Update the stretch from the line containing "[locate] white parked" through the line containing "<point>655,619</point>" by replacing "outstretched" with "raised" and leaving everything else unchanged. Return only those lines.

§ **Records supplied**:
+ + + + + + +

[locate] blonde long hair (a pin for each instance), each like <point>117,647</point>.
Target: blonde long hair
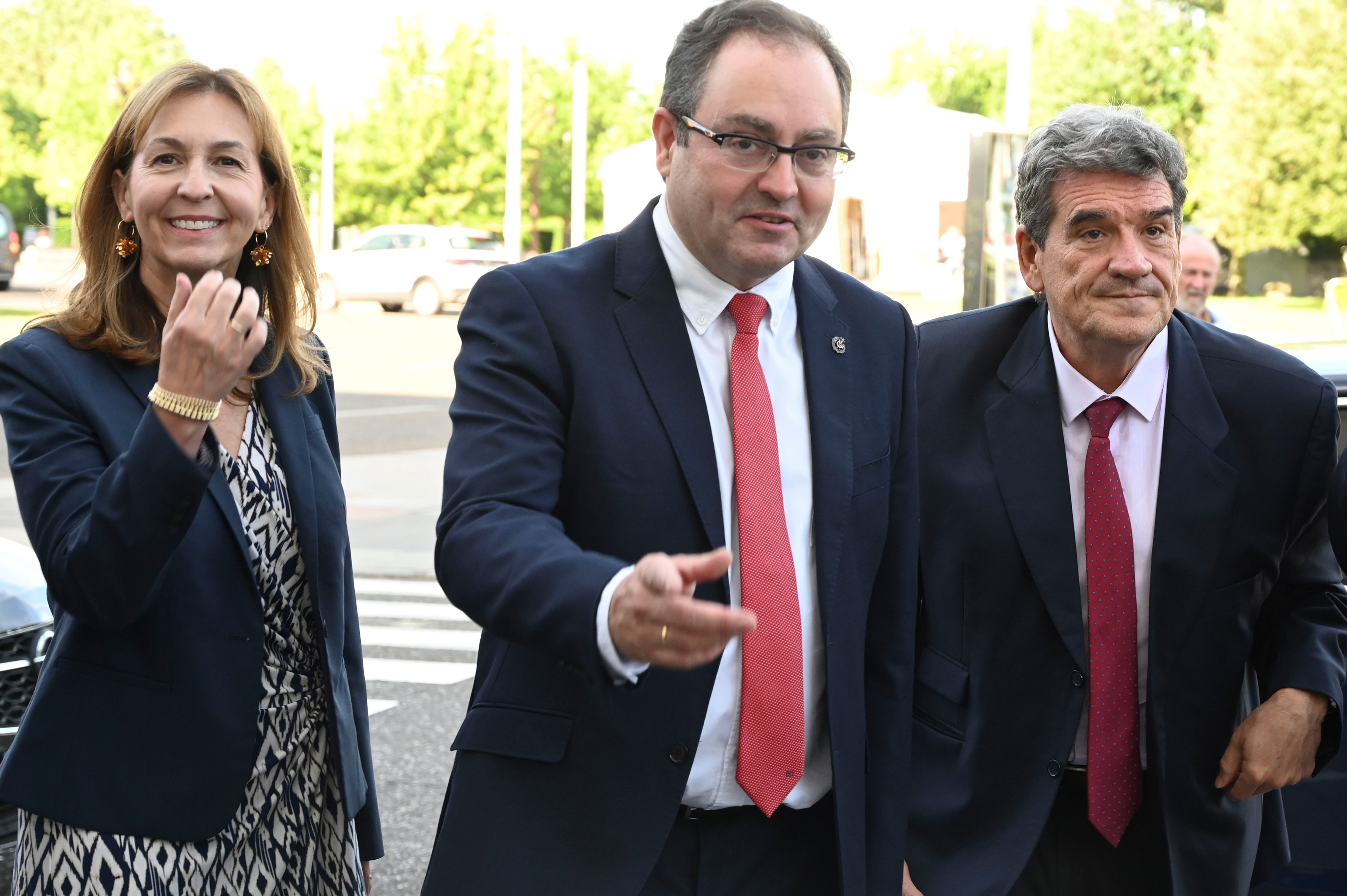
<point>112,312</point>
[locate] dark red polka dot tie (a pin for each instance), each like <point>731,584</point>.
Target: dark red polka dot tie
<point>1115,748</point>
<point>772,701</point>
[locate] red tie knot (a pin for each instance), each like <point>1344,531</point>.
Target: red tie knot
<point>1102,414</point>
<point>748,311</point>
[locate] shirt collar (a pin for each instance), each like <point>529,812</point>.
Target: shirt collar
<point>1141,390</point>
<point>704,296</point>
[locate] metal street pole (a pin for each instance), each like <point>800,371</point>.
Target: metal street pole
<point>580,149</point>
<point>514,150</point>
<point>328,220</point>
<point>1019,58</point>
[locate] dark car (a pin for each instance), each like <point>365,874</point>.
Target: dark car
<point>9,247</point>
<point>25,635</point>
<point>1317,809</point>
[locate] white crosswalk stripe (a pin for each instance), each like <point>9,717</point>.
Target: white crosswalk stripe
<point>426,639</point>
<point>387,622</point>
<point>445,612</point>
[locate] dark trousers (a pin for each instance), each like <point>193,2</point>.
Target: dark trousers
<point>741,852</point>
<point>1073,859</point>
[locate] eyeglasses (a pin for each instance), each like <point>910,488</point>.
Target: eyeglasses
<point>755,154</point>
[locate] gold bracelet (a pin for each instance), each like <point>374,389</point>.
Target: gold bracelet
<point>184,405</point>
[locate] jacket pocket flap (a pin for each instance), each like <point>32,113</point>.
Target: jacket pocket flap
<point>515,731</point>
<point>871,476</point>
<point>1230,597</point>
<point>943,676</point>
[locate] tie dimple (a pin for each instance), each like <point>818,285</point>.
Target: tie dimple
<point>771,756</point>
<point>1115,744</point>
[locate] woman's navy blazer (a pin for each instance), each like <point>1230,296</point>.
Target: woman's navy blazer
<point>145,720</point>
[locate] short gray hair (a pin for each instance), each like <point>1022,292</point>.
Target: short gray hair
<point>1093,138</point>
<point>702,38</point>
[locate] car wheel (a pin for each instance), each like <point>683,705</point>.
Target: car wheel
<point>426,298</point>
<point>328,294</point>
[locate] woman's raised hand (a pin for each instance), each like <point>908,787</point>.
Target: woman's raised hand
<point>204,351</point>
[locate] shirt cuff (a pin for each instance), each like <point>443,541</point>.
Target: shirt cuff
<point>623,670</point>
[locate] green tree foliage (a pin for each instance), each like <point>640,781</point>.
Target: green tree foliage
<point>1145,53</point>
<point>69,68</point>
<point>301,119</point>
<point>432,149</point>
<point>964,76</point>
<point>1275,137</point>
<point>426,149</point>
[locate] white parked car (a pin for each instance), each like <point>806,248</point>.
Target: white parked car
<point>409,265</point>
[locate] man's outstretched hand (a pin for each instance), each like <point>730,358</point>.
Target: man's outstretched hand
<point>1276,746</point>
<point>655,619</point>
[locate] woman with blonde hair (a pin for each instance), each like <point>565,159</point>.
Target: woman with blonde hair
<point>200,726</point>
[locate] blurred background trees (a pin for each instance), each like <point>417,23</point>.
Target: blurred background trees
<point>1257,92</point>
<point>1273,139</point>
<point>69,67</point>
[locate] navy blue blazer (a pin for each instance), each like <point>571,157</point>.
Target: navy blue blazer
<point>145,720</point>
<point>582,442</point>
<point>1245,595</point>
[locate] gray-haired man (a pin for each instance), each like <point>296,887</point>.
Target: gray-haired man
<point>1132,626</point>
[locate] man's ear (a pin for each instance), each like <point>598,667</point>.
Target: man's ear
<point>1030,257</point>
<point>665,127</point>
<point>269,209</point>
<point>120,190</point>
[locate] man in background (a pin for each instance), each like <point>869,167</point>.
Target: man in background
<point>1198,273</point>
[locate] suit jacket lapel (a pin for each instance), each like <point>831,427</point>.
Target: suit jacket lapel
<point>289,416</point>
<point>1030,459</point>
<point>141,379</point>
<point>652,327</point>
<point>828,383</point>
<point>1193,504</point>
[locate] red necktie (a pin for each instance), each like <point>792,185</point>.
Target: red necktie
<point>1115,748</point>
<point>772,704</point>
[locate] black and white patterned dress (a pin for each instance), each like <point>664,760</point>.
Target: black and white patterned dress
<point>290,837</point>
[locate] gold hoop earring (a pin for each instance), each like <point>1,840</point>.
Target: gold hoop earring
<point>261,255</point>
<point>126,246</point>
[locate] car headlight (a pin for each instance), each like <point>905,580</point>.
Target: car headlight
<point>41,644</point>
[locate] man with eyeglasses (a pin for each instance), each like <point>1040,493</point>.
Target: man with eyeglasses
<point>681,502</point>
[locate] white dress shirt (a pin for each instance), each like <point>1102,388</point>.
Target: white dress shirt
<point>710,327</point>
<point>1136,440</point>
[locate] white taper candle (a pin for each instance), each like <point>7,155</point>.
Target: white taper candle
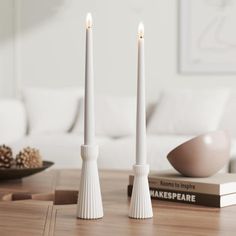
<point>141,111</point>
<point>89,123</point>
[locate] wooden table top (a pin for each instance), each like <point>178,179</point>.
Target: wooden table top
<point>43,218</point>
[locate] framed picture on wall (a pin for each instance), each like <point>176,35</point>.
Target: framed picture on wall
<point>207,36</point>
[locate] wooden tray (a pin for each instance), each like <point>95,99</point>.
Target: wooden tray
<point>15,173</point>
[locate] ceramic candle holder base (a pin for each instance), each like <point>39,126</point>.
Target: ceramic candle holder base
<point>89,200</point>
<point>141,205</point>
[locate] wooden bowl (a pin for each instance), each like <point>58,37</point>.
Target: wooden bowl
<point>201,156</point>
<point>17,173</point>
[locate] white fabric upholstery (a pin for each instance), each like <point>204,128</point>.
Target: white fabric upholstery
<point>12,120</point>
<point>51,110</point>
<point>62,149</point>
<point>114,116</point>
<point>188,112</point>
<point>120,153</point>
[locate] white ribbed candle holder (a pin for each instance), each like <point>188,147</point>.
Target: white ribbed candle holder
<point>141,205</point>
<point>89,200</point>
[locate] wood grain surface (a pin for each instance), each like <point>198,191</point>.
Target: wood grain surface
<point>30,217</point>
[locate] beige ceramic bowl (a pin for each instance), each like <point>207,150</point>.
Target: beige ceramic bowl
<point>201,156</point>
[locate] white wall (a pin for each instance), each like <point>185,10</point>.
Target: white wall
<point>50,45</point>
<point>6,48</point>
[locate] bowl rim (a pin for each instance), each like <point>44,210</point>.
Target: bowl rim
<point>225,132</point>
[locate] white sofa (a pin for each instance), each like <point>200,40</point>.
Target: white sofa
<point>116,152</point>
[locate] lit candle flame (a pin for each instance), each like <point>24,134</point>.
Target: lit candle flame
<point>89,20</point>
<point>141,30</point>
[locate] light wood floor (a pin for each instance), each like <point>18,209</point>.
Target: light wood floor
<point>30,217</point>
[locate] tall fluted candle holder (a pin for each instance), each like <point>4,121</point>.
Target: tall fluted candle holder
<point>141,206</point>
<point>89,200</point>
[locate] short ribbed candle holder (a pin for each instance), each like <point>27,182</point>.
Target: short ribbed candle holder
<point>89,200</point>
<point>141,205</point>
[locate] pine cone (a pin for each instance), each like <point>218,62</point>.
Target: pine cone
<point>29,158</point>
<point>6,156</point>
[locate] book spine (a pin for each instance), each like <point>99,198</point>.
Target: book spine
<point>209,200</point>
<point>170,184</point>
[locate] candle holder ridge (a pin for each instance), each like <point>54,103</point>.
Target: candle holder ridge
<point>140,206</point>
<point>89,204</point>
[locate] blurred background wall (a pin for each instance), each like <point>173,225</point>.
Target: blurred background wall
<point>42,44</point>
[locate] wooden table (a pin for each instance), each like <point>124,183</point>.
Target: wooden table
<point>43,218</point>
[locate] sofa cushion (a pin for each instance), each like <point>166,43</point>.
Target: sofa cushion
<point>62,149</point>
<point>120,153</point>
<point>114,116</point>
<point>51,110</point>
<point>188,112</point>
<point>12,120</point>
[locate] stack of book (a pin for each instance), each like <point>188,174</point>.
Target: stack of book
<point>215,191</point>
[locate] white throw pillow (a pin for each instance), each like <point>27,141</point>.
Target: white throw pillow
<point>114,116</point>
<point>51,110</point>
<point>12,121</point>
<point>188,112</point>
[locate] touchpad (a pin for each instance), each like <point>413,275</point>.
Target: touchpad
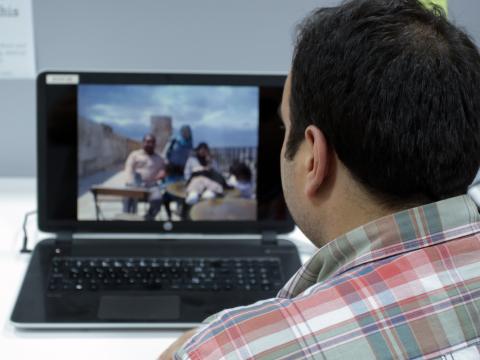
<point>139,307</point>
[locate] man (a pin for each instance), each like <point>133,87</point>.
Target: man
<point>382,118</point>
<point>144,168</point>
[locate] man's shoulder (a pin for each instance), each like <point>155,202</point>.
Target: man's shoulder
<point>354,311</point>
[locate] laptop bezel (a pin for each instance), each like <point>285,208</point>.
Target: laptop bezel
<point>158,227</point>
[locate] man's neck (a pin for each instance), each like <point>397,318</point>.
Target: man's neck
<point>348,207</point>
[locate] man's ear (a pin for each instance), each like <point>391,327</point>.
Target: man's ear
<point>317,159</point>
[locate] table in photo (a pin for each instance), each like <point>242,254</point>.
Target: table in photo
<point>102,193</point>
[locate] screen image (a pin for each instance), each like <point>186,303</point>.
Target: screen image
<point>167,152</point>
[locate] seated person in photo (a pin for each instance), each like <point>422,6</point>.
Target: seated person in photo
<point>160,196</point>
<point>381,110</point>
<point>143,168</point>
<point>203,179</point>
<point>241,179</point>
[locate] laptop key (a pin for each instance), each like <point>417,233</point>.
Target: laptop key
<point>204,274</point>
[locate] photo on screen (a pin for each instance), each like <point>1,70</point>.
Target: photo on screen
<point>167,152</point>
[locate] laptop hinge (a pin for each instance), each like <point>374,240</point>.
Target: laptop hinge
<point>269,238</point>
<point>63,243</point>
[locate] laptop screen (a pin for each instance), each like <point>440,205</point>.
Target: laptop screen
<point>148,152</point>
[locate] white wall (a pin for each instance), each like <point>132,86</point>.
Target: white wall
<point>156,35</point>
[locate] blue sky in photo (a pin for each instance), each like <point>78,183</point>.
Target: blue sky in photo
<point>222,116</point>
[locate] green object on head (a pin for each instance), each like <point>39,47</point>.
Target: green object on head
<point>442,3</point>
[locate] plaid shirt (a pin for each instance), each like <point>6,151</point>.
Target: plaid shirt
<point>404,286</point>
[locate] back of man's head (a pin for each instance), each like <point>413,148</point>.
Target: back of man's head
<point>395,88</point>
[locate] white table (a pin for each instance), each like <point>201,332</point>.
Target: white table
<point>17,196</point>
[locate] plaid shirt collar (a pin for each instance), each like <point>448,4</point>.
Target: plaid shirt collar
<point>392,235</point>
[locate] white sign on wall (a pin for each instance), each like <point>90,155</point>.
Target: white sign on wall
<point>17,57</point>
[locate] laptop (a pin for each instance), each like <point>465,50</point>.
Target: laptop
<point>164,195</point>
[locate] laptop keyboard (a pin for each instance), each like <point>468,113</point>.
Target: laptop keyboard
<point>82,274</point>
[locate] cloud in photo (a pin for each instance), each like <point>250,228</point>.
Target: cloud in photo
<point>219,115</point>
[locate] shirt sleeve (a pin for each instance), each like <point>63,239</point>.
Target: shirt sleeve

+ + + + + + +

§ **Result below**:
[locate] white parked car (a pin for each instance), each like <point>806,248</point>.
Target: white parked car
<point>409,265</point>
[locate] man's raised hand (a pin for each instance), each like <point>730,358</point>.
Target: man's raised hand
<point>1276,746</point>
<point>655,619</point>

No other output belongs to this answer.